> Exercise requirements
Can you reproduce the following lines word for word, leaving the pictures out of your answer?

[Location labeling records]
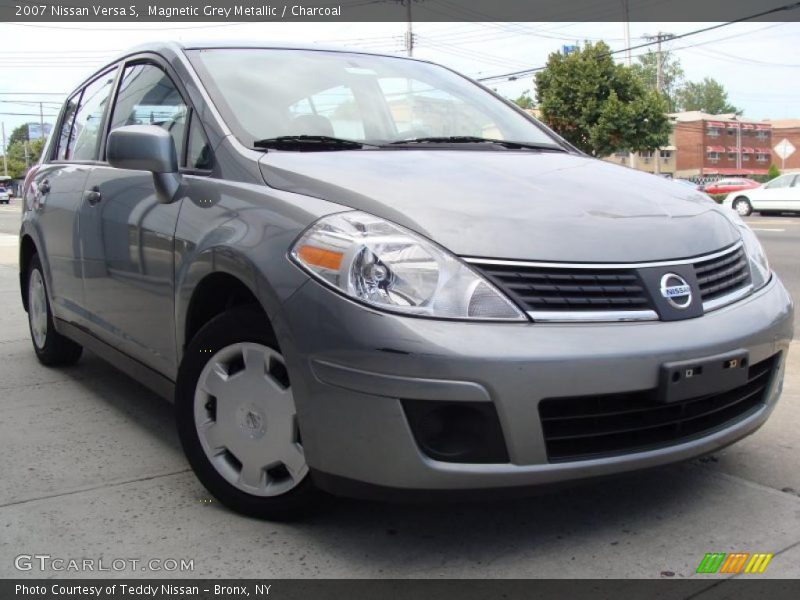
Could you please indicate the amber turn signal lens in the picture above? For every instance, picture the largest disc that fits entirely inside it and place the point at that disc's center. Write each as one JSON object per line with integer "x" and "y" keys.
{"x": 319, "y": 257}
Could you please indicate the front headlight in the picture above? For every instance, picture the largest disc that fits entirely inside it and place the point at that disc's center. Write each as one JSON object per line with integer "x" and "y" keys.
{"x": 386, "y": 266}
{"x": 759, "y": 266}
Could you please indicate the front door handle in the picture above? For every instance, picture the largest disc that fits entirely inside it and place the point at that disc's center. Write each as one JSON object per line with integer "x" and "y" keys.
{"x": 93, "y": 196}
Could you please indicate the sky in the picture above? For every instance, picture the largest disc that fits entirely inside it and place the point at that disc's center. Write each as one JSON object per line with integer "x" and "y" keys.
{"x": 757, "y": 63}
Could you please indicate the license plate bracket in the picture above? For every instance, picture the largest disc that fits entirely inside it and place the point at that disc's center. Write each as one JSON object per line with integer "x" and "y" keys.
{"x": 685, "y": 379}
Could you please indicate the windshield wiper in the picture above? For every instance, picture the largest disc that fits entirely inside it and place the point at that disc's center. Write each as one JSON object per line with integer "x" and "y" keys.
{"x": 468, "y": 139}
{"x": 308, "y": 142}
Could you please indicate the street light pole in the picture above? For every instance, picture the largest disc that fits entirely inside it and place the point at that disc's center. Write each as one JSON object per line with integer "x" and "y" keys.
{"x": 627, "y": 30}
{"x": 410, "y": 31}
{"x": 659, "y": 37}
{"x": 5, "y": 158}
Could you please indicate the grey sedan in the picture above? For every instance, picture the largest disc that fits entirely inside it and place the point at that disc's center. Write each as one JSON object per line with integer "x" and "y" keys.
{"x": 369, "y": 275}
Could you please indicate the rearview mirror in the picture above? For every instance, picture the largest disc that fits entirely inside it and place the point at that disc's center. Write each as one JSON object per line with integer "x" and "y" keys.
{"x": 147, "y": 148}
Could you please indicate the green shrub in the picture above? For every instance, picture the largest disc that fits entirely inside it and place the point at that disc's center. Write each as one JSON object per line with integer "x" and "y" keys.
{"x": 773, "y": 172}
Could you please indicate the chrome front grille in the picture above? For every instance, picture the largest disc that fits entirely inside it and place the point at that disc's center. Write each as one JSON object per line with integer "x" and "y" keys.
{"x": 722, "y": 275}
{"x": 592, "y": 292}
{"x": 555, "y": 289}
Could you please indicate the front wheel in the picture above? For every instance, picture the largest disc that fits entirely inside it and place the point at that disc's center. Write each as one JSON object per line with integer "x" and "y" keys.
{"x": 237, "y": 419}
{"x": 52, "y": 348}
{"x": 742, "y": 206}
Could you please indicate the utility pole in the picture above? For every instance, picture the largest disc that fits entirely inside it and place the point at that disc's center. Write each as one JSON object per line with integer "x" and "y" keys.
{"x": 5, "y": 158}
{"x": 659, "y": 37}
{"x": 627, "y": 31}
{"x": 410, "y": 31}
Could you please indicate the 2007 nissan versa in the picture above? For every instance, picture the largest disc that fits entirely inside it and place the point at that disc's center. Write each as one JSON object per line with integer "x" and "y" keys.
{"x": 368, "y": 275}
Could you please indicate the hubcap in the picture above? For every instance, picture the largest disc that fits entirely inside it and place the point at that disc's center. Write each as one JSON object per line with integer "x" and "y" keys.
{"x": 37, "y": 309}
{"x": 246, "y": 420}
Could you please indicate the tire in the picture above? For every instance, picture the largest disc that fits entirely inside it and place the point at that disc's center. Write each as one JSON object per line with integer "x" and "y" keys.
{"x": 52, "y": 348}
{"x": 742, "y": 206}
{"x": 237, "y": 421}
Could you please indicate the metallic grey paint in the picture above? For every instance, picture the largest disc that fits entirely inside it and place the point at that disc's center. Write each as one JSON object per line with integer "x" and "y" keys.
{"x": 123, "y": 271}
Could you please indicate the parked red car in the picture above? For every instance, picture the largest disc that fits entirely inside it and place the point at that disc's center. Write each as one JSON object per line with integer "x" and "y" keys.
{"x": 726, "y": 186}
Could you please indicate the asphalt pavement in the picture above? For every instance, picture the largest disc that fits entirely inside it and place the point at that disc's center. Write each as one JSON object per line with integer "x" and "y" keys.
{"x": 92, "y": 468}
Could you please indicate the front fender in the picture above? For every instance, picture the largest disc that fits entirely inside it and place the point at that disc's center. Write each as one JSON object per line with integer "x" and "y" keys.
{"x": 245, "y": 231}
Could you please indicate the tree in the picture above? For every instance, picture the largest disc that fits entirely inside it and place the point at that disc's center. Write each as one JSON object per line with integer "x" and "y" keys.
{"x": 20, "y": 134}
{"x": 708, "y": 96}
{"x": 773, "y": 171}
{"x": 599, "y": 106}
{"x": 524, "y": 100}
{"x": 17, "y": 165}
{"x": 672, "y": 75}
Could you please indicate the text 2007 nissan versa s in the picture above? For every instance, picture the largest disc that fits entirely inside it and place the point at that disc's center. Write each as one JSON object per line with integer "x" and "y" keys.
{"x": 369, "y": 275}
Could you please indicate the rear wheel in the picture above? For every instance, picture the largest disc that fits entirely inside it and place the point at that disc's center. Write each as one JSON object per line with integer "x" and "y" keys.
{"x": 52, "y": 348}
{"x": 742, "y": 206}
{"x": 237, "y": 419}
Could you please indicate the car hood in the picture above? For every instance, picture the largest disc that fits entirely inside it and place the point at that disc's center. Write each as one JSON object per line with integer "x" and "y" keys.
{"x": 507, "y": 204}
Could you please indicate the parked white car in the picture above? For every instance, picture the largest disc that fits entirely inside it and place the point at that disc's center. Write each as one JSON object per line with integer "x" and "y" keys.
{"x": 780, "y": 194}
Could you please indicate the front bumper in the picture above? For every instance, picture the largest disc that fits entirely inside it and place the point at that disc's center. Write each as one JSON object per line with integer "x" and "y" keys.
{"x": 351, "y": 366}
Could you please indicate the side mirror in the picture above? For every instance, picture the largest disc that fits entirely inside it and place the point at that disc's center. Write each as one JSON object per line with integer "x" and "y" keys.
{"x": 147, "y": 148}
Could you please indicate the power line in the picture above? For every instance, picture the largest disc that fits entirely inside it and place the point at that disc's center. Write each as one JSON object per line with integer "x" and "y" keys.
{"x": 786, "y": 7}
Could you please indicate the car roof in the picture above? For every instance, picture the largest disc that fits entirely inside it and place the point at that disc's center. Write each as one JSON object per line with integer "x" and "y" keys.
{"x": 173, "y": 49}
{"x": 179, "y": 47}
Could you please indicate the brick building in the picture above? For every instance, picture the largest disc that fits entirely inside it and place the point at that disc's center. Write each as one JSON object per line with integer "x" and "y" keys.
{"x": 786, "y": 129}
{"x": 720, "y": 145}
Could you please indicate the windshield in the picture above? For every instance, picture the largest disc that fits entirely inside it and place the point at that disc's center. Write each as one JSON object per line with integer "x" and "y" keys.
{"x": 269, "y": 93}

> Solution to this problem
Could you please indicate the amber turn signal lens in the picture above? For every instance, picture the largest disc that fits entirely inside it and place the point at that disc's center. Write each as one JSON object per line with integer "x" and "y" keys.
{"x": 319, "y": 257}
Could you please indicate the front headlight in the picture above? For every instance, picture the largest disc that fits entirely inside it and place the point at that disc's center. Write each as one JSON object per line with integer "x" and "y" keys.
{"x": 386, "y": 266}
{"x": 759, "y": 266}
Could you please indicate the front door handle in the picture above? For every instance, picture the largest disc that fits entirely inside it and place the point at that disc's center. Write each as one JSON object per line with integer "x" and "y" keys.
{"x": 93, "y": 196}
Could you please indicate the sky in the picture above? For every instance, picture the largest disc that fits entirely inside it and place the point at that disc's center. Write each as one JSON object per line with integer "x" and "y" keys.
{"x": 757, "y": 63}
Could you please indicate the license plate bracket in the picture above? For every instance, picture the largest disc that fits entirely inside it and place the point at that disc's center. Write each as one JSON object per line with integer "x" and "y" keys.
{"x": 685, "y": 379}
Could you please indicate the windshield wiper in the picture above? For every instance, picture the largest disc that fits entirely inside it and place the point at that disc's center. Write each as one JSON object per line with integer "x" and "y" keys.
{"x": 468, "y": 139}
{"x": 308, "y": 142}
Could you please indicate the street light pole in the picture above? For every instance, picture the largest disc that fits entirely inside it and place the point at that disc's center. Write each as one JSON object per line with integer "x" and "y" keys.
{"x": 627, "y": 30}
{"x": 410, "y": 31}
{"x": 659, "y": 37}
{"x": 5, "y": 158}
Could you please indicate the grey sedan in the picture above? For every instance, picture the largest disc that fits entirely inside it and place the point at that disc's center. Write each as one JSON object per line with integer "x" and "y" keys.
{"x": 369, "y": 275}
Could you please indicate the rearview mirror in the picture above? For every instance, picture the largest disc that fits entirely inside it and place the point at that disc's center. Write each as one JSON object per line with integer "x" and "y" keys.
{"x": 147, "y": 148}
Could you please indicate the green shrub in the picture above? For every instance, picture the largest disc that fits entirely inside it and place the point at that disc's center. Write each as one JSON object per line with integer "x" and "y" keys.
{"x": 773, "y": 172}
Could you please indicate the chrome front grille in the picture above? For every instance, picture the largest disc that fits entirely inside it and place the point at that disc's center. Write each as one JSON object per line with integer "x" and "y" keys.
{"x": 722, "y": 275}
{"x": 592, "y": 292}
{"x": 555, "y": 289}
Could you please indicate the front wheel in the picture above? For every instance, picture the largest disc that fits entirely inside it and place the point at that disc's center. Write each as one JSON object per line with integer "x" and "y" keys.
{"x": 237, "y": 419}
{"x": 52, "y": 348}
{"x": 742, "y": 206}
Could you please indicate the utility pole in the picture above? For every instance, picture the largest disc that fits entirely inside it and place the point at that disc's center. Write each as one JSON object per line with integer "x" and "y" keys.
{"x": 5, "y": 158}
{"x": 659, "y": 37}
{"x": 627, "y": 31}
{"x": 410, "y": 31}
Could you please indicate the 2007 nissan versa in the picture above? For every instance, picture the largest disc that fits entirely inside it and place the point at that disc's center. Write each as one JSON object per line with integer "x" and "y" keys.
{"x": 368, "y": 275}
Could you please indicate the hubcap in the picture above? For every instance, picture the largest disc that fits entirely inside it and place the point at that disc's center. Write each as one JSON object per line with integer "x" and "y" keys.
{"x": 37, "y": 309}
{"x": 246, "y": 420}
Could you please indicate the tire in the picture above? For every instance, picture the largest disc that fits entirely inside it and place the point at that disc's center. Write each as one JSON object per line with integer "x" and "y" keys.
{"x": 52, "y": 348}
{"x": 742, "y": 206}
{"x": 237, "y": 421}
Could you please indicate the metallic grey paint in the picture above? For every instance, picture the largest disc that fits entirely inside it and place the point at that disc's center. Write each as one JSON object per line with integer "x" and "y" keys.
{"x": 123, "y": 271}
Could you please indicate the parked red car in the picture above? For every instance, picture the largest disc that fits entirely inside it and place the point at that disc's center. Write each as one JSON object per line with integer "x" and "y" keys.
{"x": 726, "y": 186}
Could you please indicate the asphalt pavement in the picture above? For every instance, picture the largest disc that fits entirely inside it and place the point at that disc's center. Write each as one JSON object per line with integer "x" and "y" keys.
{"x": 92, "y": 468}
Could you please indicate the front fender in the picture above? For every instance, picture the largest disc that fits entirely inside it and place the point at that disc's center. Write each as one JSON object per line with integer "x" and "y" keys.
{"x": 245, "y": 231}
Could you please indicate the tree in the picture above? For every instance, picture the largest disc that fits entirely inside it and place the point at that disc's center. Write each as one JSON object per line with integer "x" and "y" keys.
{"x": 20, "y": 134}
{"x": 708, "y": 96}
{"x": 773, "y": 171}
{"x": 599, "y": 106}
{"x": 524, "y": 100}
{"x": 17, "y": 165}
{"x": 672, "y": 75}
Could you please indicate the text 2007 nissan versa s in the picture above? For every instance, picture the largest disc that fits entirely inside it and place the point at that disc's center. Write each as one JSON object per line with integer "x" and "y" keys.
{"x": 369, "y": 275}
Could you please indicate the rear wheel in the picture above? For every instance, picture the largest disc that fits entirely inside it and place the point at that disc's center. Write each as one JSON object per line with integer "x" and "y" keys.
{"x": 52, "y": 348}
{"x": 742, "y": 206}
{"x": 237, "y": 419}
Could you please indicate the car hood in the picture above? For every instance, picture the largest disc that fits entirely inside it and place the point at that disc's center. Write each as one JSON object per line with integer "x" and "y" keys.
{"x": 507, "y": 204}
Could you please indicate the parked white car in the picture above? For every instance, picture the largest disc that fits entirely inside it and place the point at that disc's center. Write each as one JSON object per line with integer "x" and "y" keys.
{"x": 780, "y": 194}
Could you please indicate the front bumper in the picture above? For every instance, picture the largest disc that fits entirely inside it and place the point at that disc's center. Write each as one JSON object per line with integer "x" and "y" keys.
{"x": 351, "y": 366}
Could you please indicate the side mirror in the picture above? For every instance, picture the largest disc that fits entirely inside it and place the point at that disc's center. Write each as one JSON object per line with integer "x" and "y" keys.
{"x": 147, "y": 148}
Could you please indicate the power line in the picture above? For every instance, picture the largest disc that fits entirely inside it and place the point at that disc's center. Write each as one JSON object per line with integer "x" and "y" keys.
{"x": 786, "y": 7}
Could you please indicate the car roof in the picture above? For every instance, picture the largest disc that fits entirely inside it and place the point at that disc's center. Write each as one JSON object per line with integer "x" and "y" keys.
{"x": 173, "y": 49}
{"x": 179, "y": 47}
Could you please indicate the brick building in the picture above? For every instance, picture the largest disc that fits entirely inside it and place the point at that disc's center. Write each as one JSON object per line with integer "x" and "y" keys.
{"x": 786, "y": 129}
{"x": 720, "y": 145}
Could you please indicate the windshield in the picture above? For every instance, picture the largest disc that fits entirely inside it and place the point at that disc's center. Write each as one JSON object per line with integer "x" and "y" keys.
{"x": 269, "y": 93}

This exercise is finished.